**Region pointing data**
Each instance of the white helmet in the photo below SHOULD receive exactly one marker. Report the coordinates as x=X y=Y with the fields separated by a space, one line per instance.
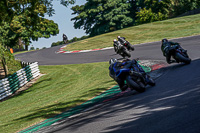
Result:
x=112 y=61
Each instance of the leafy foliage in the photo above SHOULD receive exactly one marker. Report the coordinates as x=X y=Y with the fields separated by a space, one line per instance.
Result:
x=145 y=16
x=24 y=19
x=100 y=16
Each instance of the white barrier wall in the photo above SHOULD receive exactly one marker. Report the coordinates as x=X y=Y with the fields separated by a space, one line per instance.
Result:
x=11 y=84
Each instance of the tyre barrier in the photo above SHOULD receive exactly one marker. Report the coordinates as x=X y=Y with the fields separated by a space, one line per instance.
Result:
x=11 y=84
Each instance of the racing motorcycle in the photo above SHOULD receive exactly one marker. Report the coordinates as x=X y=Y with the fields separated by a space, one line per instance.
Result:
x=180 y=55
x=122 y=50
x=135 y=79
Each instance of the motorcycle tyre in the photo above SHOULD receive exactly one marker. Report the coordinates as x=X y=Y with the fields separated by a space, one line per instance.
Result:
x=132 y=48
x=127 y=53
x=133 y=85
x=152 y=82
x=181 y=58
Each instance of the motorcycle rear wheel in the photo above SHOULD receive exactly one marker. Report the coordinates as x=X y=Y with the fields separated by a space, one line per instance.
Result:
x=139 y=87
x=127 y=53
x=181 y=58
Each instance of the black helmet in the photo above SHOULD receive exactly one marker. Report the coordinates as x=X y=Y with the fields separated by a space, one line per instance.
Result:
x=164 y=40
x=112 y=61
x=114 y=40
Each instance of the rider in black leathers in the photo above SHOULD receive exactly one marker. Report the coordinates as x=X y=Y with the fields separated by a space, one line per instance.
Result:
x=116 y=66
x=168 y=48
x=123 y=41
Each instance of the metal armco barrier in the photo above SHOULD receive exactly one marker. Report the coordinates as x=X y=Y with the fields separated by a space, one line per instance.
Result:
x=11 y=84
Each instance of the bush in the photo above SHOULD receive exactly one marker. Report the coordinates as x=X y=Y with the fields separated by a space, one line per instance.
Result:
x=146 y=16
x=57 y=43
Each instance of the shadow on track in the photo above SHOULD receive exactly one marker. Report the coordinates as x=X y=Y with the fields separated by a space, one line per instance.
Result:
x=171 y=106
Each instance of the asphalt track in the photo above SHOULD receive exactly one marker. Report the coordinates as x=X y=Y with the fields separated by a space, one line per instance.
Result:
x=143 y=52
x=172 y=106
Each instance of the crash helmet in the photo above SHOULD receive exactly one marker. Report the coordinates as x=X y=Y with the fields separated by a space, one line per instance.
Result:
x=164 y=40
x=112 y=61
x=114 y=40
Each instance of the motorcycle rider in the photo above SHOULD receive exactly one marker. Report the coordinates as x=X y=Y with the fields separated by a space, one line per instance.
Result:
x=116 y=45
x=123 y=41
x=168 y=48
x=115 y=66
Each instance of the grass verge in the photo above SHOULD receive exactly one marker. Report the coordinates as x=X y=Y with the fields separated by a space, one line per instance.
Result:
x=62 y=88
x=171 y=28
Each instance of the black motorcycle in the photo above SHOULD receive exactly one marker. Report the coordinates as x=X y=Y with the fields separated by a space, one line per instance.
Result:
x=180 y=55
x=135 y=79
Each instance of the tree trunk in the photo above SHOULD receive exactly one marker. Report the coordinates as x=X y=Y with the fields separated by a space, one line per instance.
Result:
x=5 y=67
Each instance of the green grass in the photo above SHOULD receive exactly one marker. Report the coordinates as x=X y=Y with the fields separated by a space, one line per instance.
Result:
x=66 y=86
x=62 y=87
x=171 y=28
x=20 y=52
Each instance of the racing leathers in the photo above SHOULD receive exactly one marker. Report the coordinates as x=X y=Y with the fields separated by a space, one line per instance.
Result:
x=167 y=49
x=123 y=41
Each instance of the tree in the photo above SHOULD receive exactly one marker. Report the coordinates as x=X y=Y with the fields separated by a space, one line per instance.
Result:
x=25 y=19
x=100 y=16
x=146 y=16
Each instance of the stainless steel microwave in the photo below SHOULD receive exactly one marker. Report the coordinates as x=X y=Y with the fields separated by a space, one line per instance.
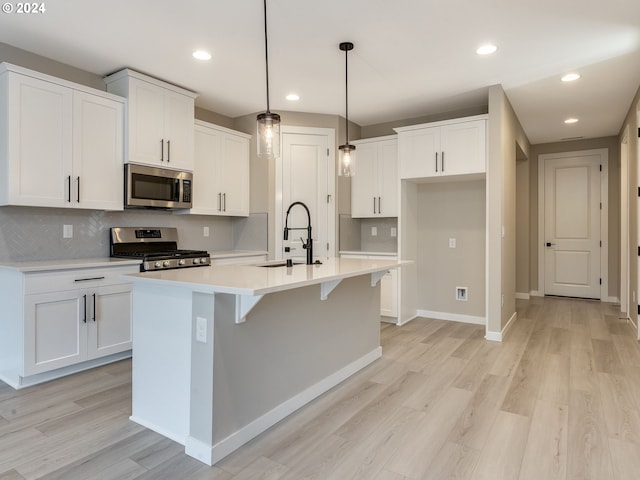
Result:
x=153 y=187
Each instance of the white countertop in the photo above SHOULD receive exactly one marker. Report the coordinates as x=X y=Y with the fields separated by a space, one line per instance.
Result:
x=68 y=264
x=236 y=253
x=256 y=280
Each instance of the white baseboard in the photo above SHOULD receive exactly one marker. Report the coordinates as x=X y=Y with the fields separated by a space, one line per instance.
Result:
x=211 y=454
x=452 y=317
x=17 y=382
x=500 y=336
x=404 y=322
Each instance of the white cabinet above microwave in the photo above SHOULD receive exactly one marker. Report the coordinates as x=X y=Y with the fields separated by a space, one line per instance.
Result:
x=160 y=120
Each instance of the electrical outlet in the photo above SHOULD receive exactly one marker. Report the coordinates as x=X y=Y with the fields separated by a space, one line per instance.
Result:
x=201 y=329
x=462 y=294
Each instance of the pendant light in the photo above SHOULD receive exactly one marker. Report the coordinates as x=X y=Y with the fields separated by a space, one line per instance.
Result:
x=347 y=152
x=268 y=123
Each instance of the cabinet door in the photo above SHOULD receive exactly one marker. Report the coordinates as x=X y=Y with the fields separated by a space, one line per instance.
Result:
x=233 y=174
x=54 y=331
x=463 y=148
x=206 y=191
x=97 y=152
x=178 y=131
x=146 y=123
x=109 y=322
x=419 y=153
x=39 y=142
x=364 y=184
x=388 y=178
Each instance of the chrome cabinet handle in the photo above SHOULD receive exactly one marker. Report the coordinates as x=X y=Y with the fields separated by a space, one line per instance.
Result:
x=88 y=279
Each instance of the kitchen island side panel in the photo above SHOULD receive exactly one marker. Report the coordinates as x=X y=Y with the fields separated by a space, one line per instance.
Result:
x=161 y=359
x=289 y=343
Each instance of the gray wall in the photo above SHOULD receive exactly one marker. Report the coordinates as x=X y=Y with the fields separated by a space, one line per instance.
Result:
x=451 y=210
x=631 y=123
x=507 y=142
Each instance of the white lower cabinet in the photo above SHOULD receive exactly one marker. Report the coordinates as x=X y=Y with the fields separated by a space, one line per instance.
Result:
x=388 y=284
x=63 y=319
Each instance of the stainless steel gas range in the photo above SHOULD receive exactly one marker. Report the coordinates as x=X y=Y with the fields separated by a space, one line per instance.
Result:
x=157 y=248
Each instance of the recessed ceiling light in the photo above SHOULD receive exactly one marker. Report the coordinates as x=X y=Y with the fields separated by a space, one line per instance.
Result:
x=486 y=49
x=201 y=55
x=570 y=77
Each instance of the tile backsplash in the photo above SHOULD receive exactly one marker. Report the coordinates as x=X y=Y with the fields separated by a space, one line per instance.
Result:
x=28 y=233
x=356 y=234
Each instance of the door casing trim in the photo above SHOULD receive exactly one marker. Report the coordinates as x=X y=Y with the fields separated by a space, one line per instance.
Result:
x=604 y=217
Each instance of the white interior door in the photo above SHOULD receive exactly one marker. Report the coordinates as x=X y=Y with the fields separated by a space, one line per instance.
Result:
x=307 y=177
x=572 y=225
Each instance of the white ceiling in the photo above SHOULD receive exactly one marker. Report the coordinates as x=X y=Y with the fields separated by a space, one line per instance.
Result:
x=412 y=57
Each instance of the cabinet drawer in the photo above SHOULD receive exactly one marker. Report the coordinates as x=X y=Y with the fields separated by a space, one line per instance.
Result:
x=58 y=281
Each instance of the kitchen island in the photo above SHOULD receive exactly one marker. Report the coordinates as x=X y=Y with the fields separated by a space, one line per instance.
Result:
x=222 y=353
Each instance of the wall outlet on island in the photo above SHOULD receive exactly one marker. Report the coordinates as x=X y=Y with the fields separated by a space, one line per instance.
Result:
x=201 y=329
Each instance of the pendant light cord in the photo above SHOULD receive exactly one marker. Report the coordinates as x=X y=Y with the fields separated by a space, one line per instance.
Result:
x=266 y=53
x=346 y=94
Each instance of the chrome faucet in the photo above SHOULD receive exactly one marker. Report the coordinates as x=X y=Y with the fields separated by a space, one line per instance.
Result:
x=309 y=245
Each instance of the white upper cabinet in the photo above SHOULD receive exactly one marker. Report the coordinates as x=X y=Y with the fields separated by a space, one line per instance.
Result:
x=98 y=151
x=160 y=120
x=221 y=171
x=452 y=147
x=374 y=187
x=62 y=143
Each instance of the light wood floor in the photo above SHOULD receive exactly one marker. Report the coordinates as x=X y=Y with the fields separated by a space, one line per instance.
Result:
x=557 y=400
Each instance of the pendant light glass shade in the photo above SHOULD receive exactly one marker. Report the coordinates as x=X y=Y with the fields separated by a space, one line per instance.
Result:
x=268 y=135
x=347 y=159
x=347 y=165
x=268 y=124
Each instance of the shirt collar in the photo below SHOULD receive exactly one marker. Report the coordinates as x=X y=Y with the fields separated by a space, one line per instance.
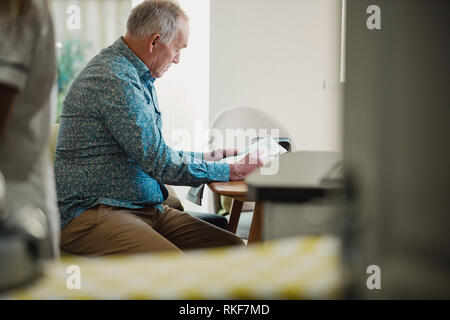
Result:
x=143 y=71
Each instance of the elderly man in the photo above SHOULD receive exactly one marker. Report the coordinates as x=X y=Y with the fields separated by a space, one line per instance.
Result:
x=111 y=161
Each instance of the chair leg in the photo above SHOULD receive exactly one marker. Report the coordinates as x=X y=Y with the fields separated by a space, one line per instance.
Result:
x=255 y=234
x=235 y=214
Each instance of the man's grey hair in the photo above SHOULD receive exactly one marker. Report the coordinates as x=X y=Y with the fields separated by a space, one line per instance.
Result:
x=155 y=16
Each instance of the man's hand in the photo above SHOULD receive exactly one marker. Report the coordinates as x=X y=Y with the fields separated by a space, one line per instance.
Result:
x=219 y=154
x=247 y=165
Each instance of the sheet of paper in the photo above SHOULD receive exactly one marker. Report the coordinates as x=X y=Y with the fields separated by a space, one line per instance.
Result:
x=267 y=147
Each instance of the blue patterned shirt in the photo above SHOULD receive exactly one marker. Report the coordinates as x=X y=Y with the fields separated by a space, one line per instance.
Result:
x=110 y=148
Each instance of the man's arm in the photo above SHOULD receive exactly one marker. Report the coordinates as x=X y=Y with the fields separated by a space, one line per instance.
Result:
x=132 y=122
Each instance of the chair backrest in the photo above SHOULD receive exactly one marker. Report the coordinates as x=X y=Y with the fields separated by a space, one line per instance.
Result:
x=253 y=123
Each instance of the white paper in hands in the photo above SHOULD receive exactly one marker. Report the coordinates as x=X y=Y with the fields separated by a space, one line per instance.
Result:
x=267 y=147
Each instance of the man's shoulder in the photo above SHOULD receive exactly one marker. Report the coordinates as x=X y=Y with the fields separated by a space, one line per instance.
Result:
x=109 y=65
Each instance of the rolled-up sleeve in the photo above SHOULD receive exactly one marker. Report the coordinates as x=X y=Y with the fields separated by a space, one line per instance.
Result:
x=131 y=120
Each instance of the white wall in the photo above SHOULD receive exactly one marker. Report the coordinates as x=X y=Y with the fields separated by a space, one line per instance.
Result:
x=276 y=56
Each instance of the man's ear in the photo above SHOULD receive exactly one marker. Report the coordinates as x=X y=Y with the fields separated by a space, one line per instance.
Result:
x=154 y=40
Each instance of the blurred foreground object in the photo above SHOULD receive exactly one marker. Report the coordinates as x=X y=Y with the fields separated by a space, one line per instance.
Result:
x=22 y=243
x=396 y=154
x=295 y=268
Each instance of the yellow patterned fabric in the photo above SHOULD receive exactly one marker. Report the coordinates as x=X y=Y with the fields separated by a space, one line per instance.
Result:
x=296 y=268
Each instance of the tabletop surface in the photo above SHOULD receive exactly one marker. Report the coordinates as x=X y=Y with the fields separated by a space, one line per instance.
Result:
x=231 y=188
x=296 y=170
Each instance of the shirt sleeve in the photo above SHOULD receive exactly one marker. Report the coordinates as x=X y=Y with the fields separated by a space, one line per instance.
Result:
x=16 y=51
x=131 y=120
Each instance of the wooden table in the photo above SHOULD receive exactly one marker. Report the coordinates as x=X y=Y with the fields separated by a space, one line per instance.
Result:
x=238 y=191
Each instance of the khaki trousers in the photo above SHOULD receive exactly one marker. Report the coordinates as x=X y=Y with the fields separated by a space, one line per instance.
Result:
x=106 y=230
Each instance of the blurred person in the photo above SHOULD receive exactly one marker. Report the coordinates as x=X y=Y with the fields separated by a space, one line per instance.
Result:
x=111 y=159
x=27 y=73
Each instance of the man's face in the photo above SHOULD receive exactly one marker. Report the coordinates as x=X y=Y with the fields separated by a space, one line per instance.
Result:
x=166 y=54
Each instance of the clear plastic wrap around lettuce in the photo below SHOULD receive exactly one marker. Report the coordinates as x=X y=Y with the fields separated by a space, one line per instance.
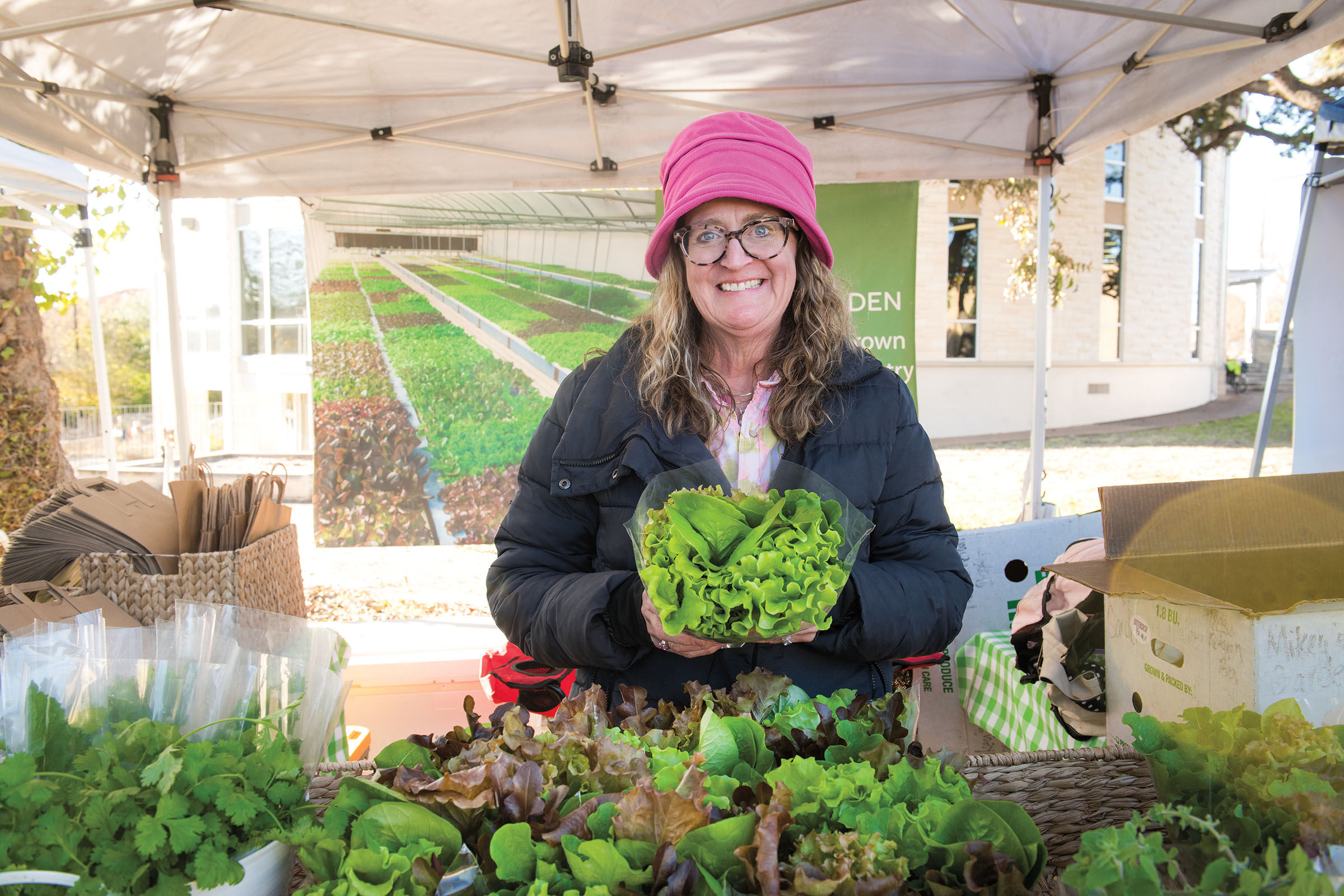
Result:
x=736 y=567
x=213 y=669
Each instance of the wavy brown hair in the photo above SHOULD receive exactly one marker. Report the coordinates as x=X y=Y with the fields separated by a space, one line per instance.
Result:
x=673 y=348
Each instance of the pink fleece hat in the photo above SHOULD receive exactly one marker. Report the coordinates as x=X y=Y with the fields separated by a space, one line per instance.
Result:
x=744 y=156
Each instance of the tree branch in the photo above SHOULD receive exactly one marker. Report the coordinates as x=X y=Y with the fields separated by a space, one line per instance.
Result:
x=1288 y=86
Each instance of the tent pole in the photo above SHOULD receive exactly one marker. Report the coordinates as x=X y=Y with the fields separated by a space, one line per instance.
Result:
x=1276 y=365
x=597 y=240
x=100 y=358
x=1152 y=15
x=1042 y=362
x=179 y=381
x=1137 y=58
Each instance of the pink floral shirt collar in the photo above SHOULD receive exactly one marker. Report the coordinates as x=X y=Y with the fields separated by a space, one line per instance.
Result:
x=746 y=449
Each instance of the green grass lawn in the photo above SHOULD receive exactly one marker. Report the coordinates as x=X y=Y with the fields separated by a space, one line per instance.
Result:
x=1238 y=432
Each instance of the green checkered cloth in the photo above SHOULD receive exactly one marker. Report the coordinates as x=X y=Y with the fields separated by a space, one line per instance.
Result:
x=991 y=689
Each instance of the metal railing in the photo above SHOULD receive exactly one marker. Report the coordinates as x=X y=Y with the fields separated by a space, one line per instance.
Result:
x=133 y=432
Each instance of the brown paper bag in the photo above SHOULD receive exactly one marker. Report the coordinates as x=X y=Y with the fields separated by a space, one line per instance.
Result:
x=269 y=514
x=189 y=500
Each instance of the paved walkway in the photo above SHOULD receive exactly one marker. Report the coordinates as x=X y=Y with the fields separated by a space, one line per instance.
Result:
x=1222 y=409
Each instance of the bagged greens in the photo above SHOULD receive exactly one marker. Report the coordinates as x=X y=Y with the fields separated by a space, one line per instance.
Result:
x=741 y=567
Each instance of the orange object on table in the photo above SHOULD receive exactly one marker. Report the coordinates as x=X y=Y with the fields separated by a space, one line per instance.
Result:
x=357 y=743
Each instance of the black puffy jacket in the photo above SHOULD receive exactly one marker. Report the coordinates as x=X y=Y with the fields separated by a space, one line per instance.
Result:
x=563 y=587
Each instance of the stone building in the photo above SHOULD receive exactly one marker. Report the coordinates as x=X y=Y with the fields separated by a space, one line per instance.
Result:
x=1143 y=331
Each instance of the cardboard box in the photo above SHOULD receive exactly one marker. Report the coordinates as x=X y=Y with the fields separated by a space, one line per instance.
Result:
x=22 y=605
x=1002 y=562
x=1221 y=594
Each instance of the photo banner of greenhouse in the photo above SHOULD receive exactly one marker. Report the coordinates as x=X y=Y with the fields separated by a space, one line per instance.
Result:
x=259 y=99
x=442 y=325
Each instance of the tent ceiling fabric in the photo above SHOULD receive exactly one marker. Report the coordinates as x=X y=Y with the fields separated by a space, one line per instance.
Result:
x=244 y=77
x=623 y=210
x=38 y=178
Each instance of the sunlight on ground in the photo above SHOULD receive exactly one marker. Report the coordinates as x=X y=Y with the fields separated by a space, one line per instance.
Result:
x=983 y=484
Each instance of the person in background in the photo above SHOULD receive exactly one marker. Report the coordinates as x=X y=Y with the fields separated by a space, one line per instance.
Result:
x=748 y=355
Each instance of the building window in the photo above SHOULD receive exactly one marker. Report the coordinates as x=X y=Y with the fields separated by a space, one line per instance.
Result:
x=1112 y=265
x=1200 y=187
x=963 y=276
x=274 y=296
x=1194 y=300
x=1116 y=155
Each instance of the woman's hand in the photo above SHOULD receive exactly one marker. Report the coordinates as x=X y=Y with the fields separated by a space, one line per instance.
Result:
x=807 y=633
x=683 y=645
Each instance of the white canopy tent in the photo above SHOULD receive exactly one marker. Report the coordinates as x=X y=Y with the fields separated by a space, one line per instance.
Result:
x=32 y=180
x=338 y=97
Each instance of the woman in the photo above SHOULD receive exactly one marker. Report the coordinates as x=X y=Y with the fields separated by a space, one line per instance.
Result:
x=748 y=355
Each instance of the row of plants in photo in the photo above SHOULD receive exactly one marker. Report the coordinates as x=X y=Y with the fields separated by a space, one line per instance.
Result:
x=559 y=332
x=608 y=300
x=370 y=481
x=476 y=414
x=601 y=277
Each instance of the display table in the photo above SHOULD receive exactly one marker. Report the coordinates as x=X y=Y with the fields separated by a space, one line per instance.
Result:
x=991 y=689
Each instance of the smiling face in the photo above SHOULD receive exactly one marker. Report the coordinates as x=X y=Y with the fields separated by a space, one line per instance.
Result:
x=743 y=298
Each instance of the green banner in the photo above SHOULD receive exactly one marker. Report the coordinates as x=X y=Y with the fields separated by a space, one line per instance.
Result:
x=871 y=228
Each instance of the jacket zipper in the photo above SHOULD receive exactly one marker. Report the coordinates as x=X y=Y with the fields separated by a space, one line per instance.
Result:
x=604 y=460
x=631 y=438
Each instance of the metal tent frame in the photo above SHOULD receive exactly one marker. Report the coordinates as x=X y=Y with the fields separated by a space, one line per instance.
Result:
x=936 y=108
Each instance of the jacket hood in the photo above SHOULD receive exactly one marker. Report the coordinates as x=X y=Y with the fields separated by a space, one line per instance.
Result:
x=609 y=435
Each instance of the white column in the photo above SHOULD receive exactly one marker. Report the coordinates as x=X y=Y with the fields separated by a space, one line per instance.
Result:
x=1042 y=361
x=100 y=358
x=179 y=381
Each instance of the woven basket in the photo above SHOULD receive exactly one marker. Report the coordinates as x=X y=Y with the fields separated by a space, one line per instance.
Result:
x=324 y=783
x=264 y=575
x=1066 y=792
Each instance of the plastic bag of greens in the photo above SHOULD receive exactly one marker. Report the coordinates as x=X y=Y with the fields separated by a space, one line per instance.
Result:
x=736 y=567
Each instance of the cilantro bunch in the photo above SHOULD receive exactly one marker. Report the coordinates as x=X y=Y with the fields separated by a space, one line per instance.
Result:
x=143 y=809
x=744 y=567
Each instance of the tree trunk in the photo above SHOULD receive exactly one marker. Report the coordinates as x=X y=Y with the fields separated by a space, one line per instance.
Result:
x=31 y=461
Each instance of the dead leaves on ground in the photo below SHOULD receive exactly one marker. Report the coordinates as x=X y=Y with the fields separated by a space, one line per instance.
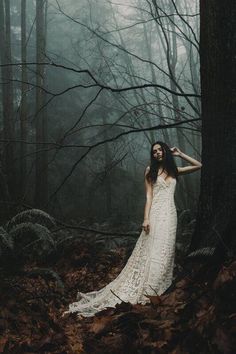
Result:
x=197 y=316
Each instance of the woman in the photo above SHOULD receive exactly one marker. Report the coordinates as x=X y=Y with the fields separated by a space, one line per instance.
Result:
x=149 y=269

**Directions**
When a line above contains the string "pink", copy that line.

**Answer to the exercise**
Each instance of the pink fleece hat in the photo above SHOULD receive exactly one marker. Report the coordinates as x=X y=Y with the fields separated by a space, one line per instance.
Each instance of the pink floral shirt collar in the photo above SHOULD receive exactly one marker. Report the coordinates as x=X y=Y with the fields separated by a space, one line per instance.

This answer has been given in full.